***** Recorded information *****
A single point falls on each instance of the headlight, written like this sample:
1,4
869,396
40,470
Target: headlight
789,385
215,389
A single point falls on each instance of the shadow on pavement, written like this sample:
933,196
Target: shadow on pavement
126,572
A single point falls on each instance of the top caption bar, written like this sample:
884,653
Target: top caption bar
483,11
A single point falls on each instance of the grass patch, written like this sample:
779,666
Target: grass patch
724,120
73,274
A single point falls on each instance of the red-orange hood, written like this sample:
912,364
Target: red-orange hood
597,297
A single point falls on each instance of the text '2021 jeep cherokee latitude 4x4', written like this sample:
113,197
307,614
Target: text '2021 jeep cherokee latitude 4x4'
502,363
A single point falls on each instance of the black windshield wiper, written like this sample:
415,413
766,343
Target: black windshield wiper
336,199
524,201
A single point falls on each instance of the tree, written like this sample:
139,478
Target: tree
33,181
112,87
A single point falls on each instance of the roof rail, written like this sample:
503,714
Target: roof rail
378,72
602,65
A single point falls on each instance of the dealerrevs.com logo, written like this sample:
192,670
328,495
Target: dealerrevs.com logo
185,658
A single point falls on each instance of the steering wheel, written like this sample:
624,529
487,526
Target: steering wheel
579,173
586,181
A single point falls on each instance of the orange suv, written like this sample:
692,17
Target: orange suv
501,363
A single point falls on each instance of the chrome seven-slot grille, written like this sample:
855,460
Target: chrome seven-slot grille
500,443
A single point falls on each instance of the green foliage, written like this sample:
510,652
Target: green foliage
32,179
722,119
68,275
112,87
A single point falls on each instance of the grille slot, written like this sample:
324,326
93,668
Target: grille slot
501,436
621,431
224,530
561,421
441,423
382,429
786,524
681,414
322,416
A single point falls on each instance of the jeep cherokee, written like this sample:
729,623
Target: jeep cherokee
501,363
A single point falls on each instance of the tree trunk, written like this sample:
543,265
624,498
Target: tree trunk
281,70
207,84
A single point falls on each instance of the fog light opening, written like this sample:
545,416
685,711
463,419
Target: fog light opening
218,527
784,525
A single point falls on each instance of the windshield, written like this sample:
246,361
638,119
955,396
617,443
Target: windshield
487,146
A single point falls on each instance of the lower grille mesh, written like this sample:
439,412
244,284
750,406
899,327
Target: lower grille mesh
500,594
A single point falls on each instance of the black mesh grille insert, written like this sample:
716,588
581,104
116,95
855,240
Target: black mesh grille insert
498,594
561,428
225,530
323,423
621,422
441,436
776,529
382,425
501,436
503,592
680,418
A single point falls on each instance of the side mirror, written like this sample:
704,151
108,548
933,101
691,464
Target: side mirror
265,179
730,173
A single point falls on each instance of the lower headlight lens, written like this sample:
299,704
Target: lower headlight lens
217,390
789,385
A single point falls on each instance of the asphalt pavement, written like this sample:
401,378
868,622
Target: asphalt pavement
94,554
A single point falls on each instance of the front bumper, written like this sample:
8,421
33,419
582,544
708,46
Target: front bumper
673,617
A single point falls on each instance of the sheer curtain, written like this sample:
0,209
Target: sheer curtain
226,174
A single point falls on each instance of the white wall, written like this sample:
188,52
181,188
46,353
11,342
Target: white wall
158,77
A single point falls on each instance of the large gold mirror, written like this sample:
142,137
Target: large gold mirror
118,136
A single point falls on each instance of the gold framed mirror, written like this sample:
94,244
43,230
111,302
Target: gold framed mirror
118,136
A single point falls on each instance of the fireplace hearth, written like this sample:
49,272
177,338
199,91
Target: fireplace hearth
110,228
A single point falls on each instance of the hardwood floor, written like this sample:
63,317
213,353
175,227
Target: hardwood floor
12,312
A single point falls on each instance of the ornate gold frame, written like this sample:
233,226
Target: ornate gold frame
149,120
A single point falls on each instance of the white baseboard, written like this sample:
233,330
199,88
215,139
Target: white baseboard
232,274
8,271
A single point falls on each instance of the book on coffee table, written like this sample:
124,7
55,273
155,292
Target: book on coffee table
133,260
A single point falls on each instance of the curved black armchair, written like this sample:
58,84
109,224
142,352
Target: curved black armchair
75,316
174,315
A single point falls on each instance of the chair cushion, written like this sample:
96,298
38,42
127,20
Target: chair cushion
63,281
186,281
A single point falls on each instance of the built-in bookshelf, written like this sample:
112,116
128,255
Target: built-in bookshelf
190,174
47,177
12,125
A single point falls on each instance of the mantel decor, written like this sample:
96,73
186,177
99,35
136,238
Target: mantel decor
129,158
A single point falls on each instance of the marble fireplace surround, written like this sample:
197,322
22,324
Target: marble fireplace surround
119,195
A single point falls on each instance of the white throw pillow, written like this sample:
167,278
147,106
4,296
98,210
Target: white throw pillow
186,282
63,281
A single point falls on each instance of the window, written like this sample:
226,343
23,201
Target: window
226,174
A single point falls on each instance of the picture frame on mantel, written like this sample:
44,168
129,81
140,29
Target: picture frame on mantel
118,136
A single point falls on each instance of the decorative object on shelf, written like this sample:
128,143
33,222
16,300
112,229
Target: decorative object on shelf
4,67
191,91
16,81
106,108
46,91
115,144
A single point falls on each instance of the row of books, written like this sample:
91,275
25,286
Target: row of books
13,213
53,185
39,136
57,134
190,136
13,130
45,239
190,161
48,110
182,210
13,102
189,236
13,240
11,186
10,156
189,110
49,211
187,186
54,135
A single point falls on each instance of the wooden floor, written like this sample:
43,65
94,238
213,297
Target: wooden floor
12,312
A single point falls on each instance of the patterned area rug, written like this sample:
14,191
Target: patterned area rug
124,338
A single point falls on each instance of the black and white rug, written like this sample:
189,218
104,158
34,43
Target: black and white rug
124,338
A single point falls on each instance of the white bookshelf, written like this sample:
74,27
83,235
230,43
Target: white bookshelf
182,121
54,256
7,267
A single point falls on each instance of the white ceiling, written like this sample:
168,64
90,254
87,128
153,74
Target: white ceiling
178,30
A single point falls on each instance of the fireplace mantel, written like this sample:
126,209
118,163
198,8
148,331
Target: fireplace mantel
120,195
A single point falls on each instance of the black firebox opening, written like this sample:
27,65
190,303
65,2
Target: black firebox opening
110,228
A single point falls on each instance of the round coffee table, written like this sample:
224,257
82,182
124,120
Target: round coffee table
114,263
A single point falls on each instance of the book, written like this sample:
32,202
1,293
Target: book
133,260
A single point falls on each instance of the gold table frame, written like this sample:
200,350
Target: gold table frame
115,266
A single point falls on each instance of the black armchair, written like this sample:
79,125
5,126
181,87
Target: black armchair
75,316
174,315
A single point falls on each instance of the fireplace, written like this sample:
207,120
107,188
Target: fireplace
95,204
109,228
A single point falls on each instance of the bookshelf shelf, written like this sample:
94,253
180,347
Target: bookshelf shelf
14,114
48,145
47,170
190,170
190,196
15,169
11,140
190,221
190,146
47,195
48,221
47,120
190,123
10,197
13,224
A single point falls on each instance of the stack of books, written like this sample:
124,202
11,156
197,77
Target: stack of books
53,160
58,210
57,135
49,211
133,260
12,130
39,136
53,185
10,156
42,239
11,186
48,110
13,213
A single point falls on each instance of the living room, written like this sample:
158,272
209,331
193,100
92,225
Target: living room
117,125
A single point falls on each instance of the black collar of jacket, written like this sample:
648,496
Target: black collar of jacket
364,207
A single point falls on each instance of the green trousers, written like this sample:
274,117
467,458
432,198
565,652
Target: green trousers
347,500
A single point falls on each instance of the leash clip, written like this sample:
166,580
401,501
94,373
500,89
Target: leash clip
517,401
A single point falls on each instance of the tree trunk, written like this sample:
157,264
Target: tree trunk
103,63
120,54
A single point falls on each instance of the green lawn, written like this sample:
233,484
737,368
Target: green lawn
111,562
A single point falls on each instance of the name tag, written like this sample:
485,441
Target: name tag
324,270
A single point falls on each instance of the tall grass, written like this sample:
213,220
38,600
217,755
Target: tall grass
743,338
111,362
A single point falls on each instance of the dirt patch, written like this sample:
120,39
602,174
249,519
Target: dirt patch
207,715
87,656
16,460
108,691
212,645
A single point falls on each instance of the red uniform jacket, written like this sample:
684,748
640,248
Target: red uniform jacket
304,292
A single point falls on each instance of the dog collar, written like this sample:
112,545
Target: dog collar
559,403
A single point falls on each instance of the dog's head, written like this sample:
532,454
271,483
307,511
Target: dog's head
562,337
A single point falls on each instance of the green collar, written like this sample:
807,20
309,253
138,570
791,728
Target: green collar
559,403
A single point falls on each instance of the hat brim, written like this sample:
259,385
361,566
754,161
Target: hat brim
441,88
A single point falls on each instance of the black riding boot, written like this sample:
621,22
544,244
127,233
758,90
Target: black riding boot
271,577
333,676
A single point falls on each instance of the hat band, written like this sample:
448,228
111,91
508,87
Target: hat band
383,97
*****
#### What the task requires
Give again, exactly as written, the lines running from the first line of the data above through the line that contains "A single point falls on each instance of the red-orange".

#### Written answer
A single point falls on each instance of the headlight, written like this sample:
1,4
869,396
40,470
Target: headlight
789,385
215,389
A single point falls on each instance of the shadow on pavement, written like this sample:
933,196
Target: shadow on pavement
126,572
A single point falls on each instance of the top caption bar, written like this sample:
884,653
Target: top caption bar
483,11
A single point falls on each instance of the grass patch, written like this sample:
779,666
Target: grass patch
724,120
73,274
A single point falls on each instance of the red-orange hood, written like this sample:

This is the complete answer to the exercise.